Request - Pick out every line in the records below that contains the string "covered", and copy each of those lines.

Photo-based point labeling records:
□ □ □ □ □

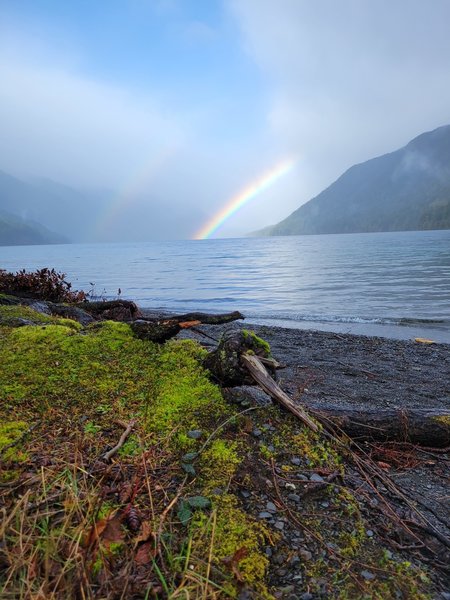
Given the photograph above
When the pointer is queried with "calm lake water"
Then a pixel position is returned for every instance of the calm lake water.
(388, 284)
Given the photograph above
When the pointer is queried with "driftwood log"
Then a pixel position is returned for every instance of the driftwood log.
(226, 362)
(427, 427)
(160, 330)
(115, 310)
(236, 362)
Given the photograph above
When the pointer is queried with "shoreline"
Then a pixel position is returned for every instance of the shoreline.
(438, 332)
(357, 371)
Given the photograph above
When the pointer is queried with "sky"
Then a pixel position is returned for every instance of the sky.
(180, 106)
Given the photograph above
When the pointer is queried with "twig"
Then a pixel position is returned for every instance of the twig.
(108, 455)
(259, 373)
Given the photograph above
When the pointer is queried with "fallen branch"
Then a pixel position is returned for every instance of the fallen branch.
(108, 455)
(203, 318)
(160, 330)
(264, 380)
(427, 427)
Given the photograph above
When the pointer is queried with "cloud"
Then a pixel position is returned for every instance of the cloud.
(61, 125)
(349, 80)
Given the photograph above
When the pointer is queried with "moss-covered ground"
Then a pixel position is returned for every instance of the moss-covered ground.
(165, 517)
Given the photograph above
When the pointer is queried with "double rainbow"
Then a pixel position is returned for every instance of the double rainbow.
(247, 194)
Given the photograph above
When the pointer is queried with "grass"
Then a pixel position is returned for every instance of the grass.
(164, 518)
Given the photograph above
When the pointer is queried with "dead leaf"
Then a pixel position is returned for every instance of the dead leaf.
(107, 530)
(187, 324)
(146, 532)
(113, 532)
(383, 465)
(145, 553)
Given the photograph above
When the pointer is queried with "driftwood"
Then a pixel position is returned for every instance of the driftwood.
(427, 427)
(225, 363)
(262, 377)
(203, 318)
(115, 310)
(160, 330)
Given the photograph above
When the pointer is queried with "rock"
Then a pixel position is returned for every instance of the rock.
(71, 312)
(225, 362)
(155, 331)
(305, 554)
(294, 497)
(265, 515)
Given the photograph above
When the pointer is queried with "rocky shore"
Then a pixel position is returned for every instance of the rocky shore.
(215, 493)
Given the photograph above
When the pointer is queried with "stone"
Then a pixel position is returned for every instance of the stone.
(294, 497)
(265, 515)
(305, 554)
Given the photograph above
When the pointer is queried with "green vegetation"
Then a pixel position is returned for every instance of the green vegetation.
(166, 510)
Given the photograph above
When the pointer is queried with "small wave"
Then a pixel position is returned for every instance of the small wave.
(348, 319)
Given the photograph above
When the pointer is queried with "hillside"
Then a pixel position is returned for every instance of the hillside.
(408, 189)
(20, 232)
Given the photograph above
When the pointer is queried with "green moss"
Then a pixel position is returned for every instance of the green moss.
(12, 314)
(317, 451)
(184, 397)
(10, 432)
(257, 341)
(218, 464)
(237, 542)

□ □ □ □ □

Written answer -
When the pointer is queried with "moss-covered ground"
Then a pixel position is returned for every instance of the moss-covered ground.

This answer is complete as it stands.